=== Source material ===

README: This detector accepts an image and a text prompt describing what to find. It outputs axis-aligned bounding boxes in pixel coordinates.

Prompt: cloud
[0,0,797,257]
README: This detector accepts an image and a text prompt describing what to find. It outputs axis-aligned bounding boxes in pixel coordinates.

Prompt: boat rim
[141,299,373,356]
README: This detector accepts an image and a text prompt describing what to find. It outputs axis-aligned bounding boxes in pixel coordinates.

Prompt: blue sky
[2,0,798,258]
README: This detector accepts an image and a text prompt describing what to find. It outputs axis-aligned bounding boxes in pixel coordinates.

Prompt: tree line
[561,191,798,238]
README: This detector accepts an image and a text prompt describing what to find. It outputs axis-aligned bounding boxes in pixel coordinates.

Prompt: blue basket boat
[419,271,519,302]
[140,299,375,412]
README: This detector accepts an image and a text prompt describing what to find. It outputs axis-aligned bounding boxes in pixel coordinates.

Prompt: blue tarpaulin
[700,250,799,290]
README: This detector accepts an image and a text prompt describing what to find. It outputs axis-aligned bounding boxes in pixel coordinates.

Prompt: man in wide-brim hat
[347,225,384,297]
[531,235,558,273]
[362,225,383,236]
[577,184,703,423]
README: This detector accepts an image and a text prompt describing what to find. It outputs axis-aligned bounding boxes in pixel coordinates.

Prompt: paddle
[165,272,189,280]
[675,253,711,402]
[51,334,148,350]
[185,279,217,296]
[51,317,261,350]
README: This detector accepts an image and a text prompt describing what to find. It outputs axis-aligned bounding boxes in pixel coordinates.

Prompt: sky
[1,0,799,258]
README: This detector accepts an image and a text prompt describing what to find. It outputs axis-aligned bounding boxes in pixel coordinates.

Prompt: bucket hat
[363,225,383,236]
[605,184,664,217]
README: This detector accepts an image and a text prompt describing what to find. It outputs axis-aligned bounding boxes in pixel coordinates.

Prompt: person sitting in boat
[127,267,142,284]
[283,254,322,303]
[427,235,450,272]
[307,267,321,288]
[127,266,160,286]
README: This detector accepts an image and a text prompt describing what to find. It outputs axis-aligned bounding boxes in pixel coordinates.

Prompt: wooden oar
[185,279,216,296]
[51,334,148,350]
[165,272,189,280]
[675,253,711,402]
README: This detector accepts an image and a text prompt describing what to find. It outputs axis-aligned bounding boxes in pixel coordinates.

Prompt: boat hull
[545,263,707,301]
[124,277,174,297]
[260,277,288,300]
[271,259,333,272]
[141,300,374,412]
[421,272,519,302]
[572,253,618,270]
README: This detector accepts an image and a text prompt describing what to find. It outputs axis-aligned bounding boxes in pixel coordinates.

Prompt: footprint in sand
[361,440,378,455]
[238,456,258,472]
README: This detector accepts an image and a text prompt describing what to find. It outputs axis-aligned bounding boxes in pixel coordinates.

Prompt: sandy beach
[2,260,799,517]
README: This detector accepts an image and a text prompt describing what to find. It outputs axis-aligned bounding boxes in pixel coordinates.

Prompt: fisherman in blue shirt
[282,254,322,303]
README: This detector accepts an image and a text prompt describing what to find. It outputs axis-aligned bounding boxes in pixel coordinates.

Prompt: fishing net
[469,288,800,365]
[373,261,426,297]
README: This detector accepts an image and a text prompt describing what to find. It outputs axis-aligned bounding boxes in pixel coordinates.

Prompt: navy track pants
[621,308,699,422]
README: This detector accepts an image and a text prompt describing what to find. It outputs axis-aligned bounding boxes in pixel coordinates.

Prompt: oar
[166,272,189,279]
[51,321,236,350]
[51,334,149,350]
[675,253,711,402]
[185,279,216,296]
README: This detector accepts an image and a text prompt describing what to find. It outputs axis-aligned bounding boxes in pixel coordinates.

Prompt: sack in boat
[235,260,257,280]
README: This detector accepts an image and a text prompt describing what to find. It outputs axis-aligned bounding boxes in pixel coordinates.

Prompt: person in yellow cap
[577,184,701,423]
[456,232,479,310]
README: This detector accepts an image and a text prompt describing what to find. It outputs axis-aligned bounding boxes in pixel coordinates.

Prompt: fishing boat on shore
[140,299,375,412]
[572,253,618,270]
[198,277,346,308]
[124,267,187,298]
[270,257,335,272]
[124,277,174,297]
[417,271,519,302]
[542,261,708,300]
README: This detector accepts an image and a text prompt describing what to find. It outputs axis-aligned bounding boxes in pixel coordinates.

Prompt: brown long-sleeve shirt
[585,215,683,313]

===

◆ Work task
Copy out each entry exactly, leaving nothing out.

◆ Response below
README: This detector accepts an image and a text prompt describing what to find. It outputs axis-aligned bounding boxes in pixel coordinates.

Prompt: cloud
[0,0,797,257]
README: This detector accepts an image and a text prompt describing what to find. It outputs axis-aligned bounding boxes in pixel coordinates.

Prompt: boat rim
[141,299,373,356]
README: This detector accepts an image and a text prompt describing what to find. It outputs axis-aligned bounding boxes in pixel coordinates.

Prompt: blue sky
[2,0,798,258]
README: This detector accepts an image and a text prompt describing what to find. It outputs axis-aligned bounding boxes in pixel coordinates.

Prompt: tree line
[561,191,798,238]
README: This detector accepts an image and a text prompt describing what to find. It outputs axis-aligned bounding boxes in pixel coordinates.

Prompt: blue basket boat
[419,271,519,302]
[140,299,375,412]
README: This detector accepts an image and a text prompt describing what to find. It outputs axis-aligned bounding boxes in pixel coordinates.

Prompt: blue tarpaulin
[700,250,799,290]
README: This detector accepts an image and a text prompt describing what to find. It outputs axis-aligned bounding boxes in pixel coordinates.

Prompt: man in wide-brim hat
[347,225,384,297]
[531,235,558,273]
[362,225,383,236]
[577,184,703,423]
README: This detector accepts an image and a text prompt describing what to find. It outputs axis-aligned bounding boxes in pixel coordinates.

Prompt: paddle
[165,272,189,280]
[675,253,711,402]
[51,334,148,350]
[185,279,217,296]
[51,317,261,350]
README: This detector accepts an image and a text prompt describing what to find. It outputs axis-aligned bounding boxes in pixel coordinates.

Prompt: sky
[1,0,799,258]
README: This detector accepts an image and a text prompt describing what to find. It outputs axis-aligned bounding boxes in pixel coordinates.

Prompt: bucket hat
[363,225,383,236]
[605,184,664,217]
README: This detector accepts an image and a text prompt describing what to find. It outputs axis-aligned bounding boxes in pixel coordinates.

Prompt: person sitting in boat
[127,267,142,284]
[283,254,322,303]
[427,235,450,272]
[307,267,321,288]
[127,266,160,286]
README: This detector accepts an image and a text prompt describing what to find. It outputs axis-aligned bounding boxes in pixel coordinates.

Prompt: wooden oar
[185,279,216,296]
[51,334,148,350]
[165,272,189,280]
[675,253,711,402]
README: This detector accepts an image and a text prompt describing what to find. It outputs axis-aligned bounding boxes in pixel coordinates.

Prompt: boat hull
[545,263,707,301]
[124,277,174,297]
[260,277,288,300]
[271,259,333,272]
[141,300,374,412]
[421,272,519,302]
[572,253,618,270]
README: This detector accepts an image and a text prompt describing what to find. It outputs axis-aligned bounding boxes in pixel coordinates.

Prompt: footprint in sand
[361,440,378,455]
[238,456,258,472]
README: This detector accepts an image and a text prompt describing what to find. It outputs axis-aligned bounding boxes in pixel coordinates.

Prompt: sandy beach
[2,260,799,517]
README: This detector accepts an image and a text prompt describing what to find. It outputs axis-aligned bounding boxes in pixel coordinates.

Prompt: fisherman in blue shirt
[282,254,322,303]
README: This detector accepts an image and a text prompt describing what to find. It outputs axis-aligned bounding boxes in pixel coordinates.

Prompt: fishing net
[469,288,800,365]
[373,261,426,297]
README: This detector accepts an image and a text prompt describing what to find. It outputs axis-aligned bounding boxes in pixel coordinates.

Prompt: navy track pants
[621,308,699,422]
README: This detector accepts an image and a text prompt describing what to find. It outputs axis-aligned bounding boxes in pixel coordinates.

Prompt: oar
[166,272,189,279]
[51,321,236,350]
[51,334,149,350]
[675,253,711,402]
[185,279,216,296]
README: This detector accepts an image and a text prompt describing what to find. It outputs axis-aligned bounding boxes in pixel coordinates.

Prompt: sack in boat
[235,260,257,280]
README: This detector accepts an image and a text prompt describing what to find. It outputs axis-aligned bounding boxes in pixel coordinates.

Prompt: person in yellow cap
[577,184,701,423]
[456,232,479,310]
README: This detector accepts an image and a text prompt describing what to find. It outputs axis-aligned bounding boxes in pixel coordinates.

Prompt: fishing boat on shore
[140,299,375,412]
[572,253,618,270]
[198,277,346,308]
[124,267,187,298]
[270,257,335,272]
[124,277,174,297]
[417,271,519,302]
[542,261,708,300]
README: This detector accepts an image and a text prompt describing what to find. It outputs axis-aligned bounding boxes in pixel coordinates.

Prompt: brown long-sleeve shirt
[585,215,683,313]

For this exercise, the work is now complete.